→ **Set exercise**:
In the material, take the lines starting at the one containing "Reviewer note: verify that every instance of the weathered" and ending at the one containing "[[148, 80], [175, 142], [166, 81]]". Rewrite only those lines with "weathered brick surface" replaced by "cracked brick surface" and everything else left unchanged.

→ **Material supplied**:
-- BEGIN --

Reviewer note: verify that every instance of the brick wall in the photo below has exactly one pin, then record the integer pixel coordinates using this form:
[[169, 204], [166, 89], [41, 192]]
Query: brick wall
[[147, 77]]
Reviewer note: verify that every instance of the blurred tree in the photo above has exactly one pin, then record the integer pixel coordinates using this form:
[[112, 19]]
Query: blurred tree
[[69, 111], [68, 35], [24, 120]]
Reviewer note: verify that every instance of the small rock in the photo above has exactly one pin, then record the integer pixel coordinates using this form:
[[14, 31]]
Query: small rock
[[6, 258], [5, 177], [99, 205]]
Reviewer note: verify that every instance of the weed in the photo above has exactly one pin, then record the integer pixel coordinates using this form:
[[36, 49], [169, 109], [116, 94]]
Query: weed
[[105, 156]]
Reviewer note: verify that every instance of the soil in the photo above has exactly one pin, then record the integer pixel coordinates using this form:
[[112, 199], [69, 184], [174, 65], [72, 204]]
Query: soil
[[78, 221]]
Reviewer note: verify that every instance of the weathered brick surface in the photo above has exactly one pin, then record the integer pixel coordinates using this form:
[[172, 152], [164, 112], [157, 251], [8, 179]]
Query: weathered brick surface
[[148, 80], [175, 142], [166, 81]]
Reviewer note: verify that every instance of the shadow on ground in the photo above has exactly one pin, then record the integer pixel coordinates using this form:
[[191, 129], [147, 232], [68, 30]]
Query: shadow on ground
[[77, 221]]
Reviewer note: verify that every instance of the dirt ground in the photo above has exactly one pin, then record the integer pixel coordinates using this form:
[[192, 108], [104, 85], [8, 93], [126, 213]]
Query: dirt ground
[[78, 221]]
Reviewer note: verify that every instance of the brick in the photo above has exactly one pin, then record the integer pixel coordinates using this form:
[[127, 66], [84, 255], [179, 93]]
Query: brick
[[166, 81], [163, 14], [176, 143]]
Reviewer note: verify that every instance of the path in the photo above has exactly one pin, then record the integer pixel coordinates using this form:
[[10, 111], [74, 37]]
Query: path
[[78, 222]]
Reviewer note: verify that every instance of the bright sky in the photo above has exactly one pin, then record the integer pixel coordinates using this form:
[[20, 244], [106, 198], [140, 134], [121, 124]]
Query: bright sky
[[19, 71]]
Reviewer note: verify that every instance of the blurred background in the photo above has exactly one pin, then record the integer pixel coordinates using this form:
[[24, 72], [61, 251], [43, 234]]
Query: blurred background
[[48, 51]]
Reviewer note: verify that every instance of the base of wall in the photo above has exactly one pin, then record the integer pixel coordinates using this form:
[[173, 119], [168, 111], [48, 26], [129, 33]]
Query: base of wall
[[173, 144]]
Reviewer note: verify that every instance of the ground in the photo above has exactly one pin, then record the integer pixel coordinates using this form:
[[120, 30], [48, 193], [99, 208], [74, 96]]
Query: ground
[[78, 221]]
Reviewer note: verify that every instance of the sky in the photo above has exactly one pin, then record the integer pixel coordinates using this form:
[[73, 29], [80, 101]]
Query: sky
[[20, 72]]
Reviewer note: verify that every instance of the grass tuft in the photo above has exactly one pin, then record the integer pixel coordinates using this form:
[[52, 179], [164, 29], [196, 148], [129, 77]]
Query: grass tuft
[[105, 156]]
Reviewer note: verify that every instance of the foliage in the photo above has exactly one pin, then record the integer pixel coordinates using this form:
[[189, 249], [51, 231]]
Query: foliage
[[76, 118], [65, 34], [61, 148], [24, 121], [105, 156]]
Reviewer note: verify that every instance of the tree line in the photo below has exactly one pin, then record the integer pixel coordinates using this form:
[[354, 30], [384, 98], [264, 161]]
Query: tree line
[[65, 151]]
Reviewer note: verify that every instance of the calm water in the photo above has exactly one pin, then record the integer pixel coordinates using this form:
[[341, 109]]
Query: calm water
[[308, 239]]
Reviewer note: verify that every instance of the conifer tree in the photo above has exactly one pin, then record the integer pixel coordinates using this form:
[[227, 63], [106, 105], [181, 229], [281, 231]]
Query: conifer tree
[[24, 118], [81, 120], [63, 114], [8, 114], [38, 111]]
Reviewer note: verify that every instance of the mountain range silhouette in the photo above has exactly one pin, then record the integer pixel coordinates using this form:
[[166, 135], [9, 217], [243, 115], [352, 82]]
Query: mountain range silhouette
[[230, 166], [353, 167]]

-- END --
-- BEGIN --

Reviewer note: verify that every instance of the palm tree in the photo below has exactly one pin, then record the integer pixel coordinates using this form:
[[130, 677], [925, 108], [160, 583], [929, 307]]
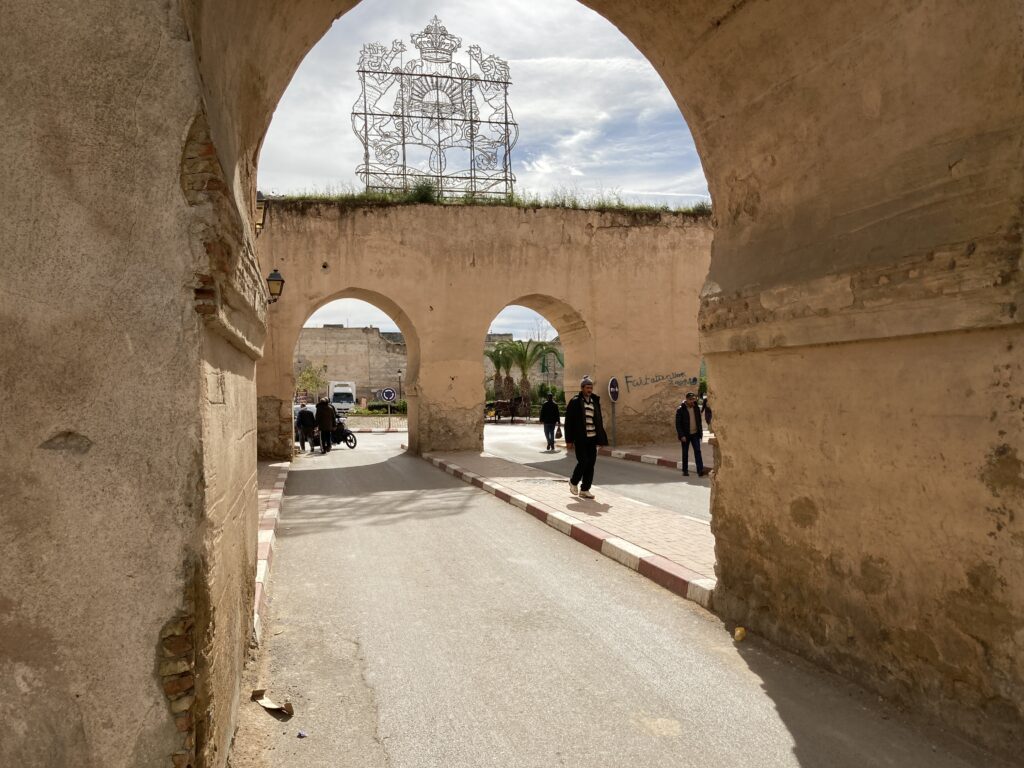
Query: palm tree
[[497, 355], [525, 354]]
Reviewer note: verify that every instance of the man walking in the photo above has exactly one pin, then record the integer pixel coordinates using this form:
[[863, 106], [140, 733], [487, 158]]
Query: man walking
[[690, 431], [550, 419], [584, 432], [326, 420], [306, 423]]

-- END --

→ **Reply to the task**:
Reviewer note: verify that every instance of the cracked brick surface in the photo above has exactly one pin, then record the integer pixel coordinates using this form:
[[172, 152], [164, 112], [157, 251], [8, 179]]
Query: cracked brick surface
[[148, 80], [175, 142], [166, 81]]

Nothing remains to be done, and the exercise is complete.